TASK STATEMENT:
Render every line of the records below as a JSON list of strings, one string per line, omitting blank lines.

DATA FOR THIS EXERCISE:
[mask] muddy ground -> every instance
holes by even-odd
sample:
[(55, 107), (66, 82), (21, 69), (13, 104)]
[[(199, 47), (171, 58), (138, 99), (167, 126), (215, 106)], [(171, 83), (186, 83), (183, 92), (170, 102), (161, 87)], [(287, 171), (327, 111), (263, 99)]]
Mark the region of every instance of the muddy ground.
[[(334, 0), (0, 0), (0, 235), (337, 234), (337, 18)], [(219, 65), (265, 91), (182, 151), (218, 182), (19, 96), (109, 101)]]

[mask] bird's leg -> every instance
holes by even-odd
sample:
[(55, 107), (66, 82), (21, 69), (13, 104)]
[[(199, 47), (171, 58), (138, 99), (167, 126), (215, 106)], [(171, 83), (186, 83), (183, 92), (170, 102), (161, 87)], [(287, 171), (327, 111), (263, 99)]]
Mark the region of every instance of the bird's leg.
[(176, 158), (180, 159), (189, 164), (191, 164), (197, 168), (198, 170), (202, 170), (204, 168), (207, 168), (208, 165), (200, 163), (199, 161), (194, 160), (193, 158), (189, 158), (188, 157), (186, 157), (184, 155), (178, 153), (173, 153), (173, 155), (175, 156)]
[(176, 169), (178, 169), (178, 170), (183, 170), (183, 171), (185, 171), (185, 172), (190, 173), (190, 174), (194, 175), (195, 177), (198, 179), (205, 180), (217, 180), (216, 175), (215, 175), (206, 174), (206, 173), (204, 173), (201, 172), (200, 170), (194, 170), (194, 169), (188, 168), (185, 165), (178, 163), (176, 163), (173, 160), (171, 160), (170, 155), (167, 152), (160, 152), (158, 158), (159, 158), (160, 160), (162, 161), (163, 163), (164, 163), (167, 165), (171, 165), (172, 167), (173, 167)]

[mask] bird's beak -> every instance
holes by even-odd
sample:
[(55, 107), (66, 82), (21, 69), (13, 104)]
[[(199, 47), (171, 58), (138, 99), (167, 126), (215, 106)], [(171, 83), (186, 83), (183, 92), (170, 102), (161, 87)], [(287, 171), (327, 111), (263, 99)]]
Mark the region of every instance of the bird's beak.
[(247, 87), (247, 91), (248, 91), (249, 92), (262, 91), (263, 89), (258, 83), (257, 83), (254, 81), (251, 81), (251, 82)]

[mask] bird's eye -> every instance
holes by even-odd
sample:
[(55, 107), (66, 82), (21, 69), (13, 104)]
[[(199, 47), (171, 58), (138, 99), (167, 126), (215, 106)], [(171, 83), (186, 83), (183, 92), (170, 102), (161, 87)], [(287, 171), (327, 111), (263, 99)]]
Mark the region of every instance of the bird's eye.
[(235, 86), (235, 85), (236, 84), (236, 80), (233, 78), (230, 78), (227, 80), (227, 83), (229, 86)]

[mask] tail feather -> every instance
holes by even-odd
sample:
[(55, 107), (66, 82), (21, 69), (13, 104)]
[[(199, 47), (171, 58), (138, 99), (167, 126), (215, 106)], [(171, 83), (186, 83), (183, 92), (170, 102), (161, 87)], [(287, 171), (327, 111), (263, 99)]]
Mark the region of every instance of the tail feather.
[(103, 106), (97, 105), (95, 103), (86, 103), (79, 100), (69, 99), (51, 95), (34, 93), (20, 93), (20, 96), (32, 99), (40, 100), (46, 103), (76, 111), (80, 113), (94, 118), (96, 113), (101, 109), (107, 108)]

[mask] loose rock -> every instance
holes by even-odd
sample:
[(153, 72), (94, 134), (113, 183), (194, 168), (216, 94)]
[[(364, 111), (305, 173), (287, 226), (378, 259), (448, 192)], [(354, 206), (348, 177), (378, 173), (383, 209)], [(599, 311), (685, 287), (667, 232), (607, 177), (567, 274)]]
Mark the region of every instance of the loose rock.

EXERCISE OUTPUT:
[
  "[mask] muddy ground -> every instance",
  "holes by even-odd",
  "sample:",
  "[(55, 107), (66, 82), (21, 69), (13, 104)]",
  "[[(199, 47), (171, 58), (138, 99), (167, 126), (215, 106)], [(171, 83), (186, 83), (183, 92), (170, 102), (161, 87)], [(287, 171), (327, 111), (263, 99)]]",
  "Mark the region of every instance of the muddy ground.",
  "[[(334, 0), (0, 0), (0, 235), (337, 234), (337, 18)], [(219, 65), (265, 91), (182, 151), (218, 182), (19, 96), (109, 101)]]",
  "[mask] bird's leg -> every instance",
  "holes by even-odd",
  "sample:",
  "[(55, 107), (66, 82), (21, 69), (13, 104)]",
  "[[(199, 47), (171, 58), (138, 99), (167, 126), (215, 106)], [(171, 83), (186, 83), (183, 92), (170, 102), (161, 87)], [(287, 171), (327, 111), (263, 99)]]",
  "Mark the region of every instance of the bird's leg.",
  "[(176, 158), (180, 159), (189, 164), (191, 164), (197, 168), (198, 170), (202, 170), (204, 168), (207, 168), (208, 165), (200, 163), (199, 161), (194, 160), (193, 158), (189, 158), (188, 157), (186, 157), (184, 155), (178, 153), (173, 153), (173, 155), (175, 156)]",
  "[(176, 169), (178, 169), (178, 170), (183, 170), (183, 171), (185, 171), (185, 172), (190, 173), (190, 174), (194, 175), (195, 177), (198, 179), (205, 180), (217, 180), (216, 175), (215, 175), (206, 174), (206, 173), (204, 173), (201, 172), (200, 170), (194, 170), (194, 169), (188, 168), (185, 165), (178, 163), (176, 163), (173, 160), (171, 160), (170, 155), (167, 152), (160, 152), (158, 158), (159, 158), (160, 160), (162, 161), (163, 163), (164, 163), (167, 165), (171, 165), (172, 167), (173, 167)]",
  "[mask] bird's beak -> every instance",
  "holes by even-odd",
  "sample:",
  "[(55, 107), (66, 82), (21, 69), (13, 104)]",
  "[[(199, 47), (171, 58), (138, 99), (167, 126), (215, 106)], [(171, 83), (186, 83), (183, 92), (170, 102), (161, 87)], [(287, 171), (327, 111), (263, 99)]]",
  "Mark the region of every instance of the bird's beak.",
  "[(247, 87), (247, 91), (248, 91), (249, 92), (262, 91), (263, 89), (258, 83), (257, 83), (254, 81), (251, 81), (251, 82)]",
  "[mask] bird's eye -> every instance",
  "holes by even-odd",
  "sample:",
  "[(55, 107), (66, 82), (21, 69), (13, 104)]",
  "[[(199, 47), (171, 58), (138, 99), (167, 126), (215, 106)], [(171, 83), (186, 83), (183, 92), (170, 102), (161, 87)], [(287, 171), (327, 111), (263, 99)]]",
  "Mark the region of every instance of the bird's eye.",
  "[(235, 86), (235, 85), (236, 84), (236, 80), (233, 78), (230, 78), (227, 80), (227, 83), (229, 86)]",
  "[mask] tail feather -> every instance",
  "holes by even-odd",
  "sample:",
  "[(55, 107), (66, 82), (21, 69), (13, 104)]",
  "[[(199, 47), (171, 58), (138, 99), (167, 126), (215, 106)], [(171, 83), (186, 83), (183, 92), (170, 102), (161, 87)], [(287, 171), (327, 111), (263, 99)]]",
  "Mark the region of every instance of the tail feather.",
  "[(103, 106), (97, 105), (95, 103), (86, 103), (79, 100), (69, 99), (51, 95), (34, 93), (20, 93), (20, 96), (32, 99), (40, 100), (46, 103), (76, 111), (80, 113), (94, 118), (96, 113), (101, 109), (107, 108)]",
  "[mask] loose rock -> every instance",
  "holes by even-odd",
  "sample:",
  "[(153, 72), (94, 134), (113, 183), (194, 168), (216, 94)]",
  "[[(364, 111), (305, 173), (287, 226), (378, 259), (448, 192)], [(354, 206), (348, 177), (378, 173), (383, 209)], [(599, 311), (685, 287), (667, 232), (607, 177), (567, 274)]]",
  "Mark the region of every instance of the loose rock."
]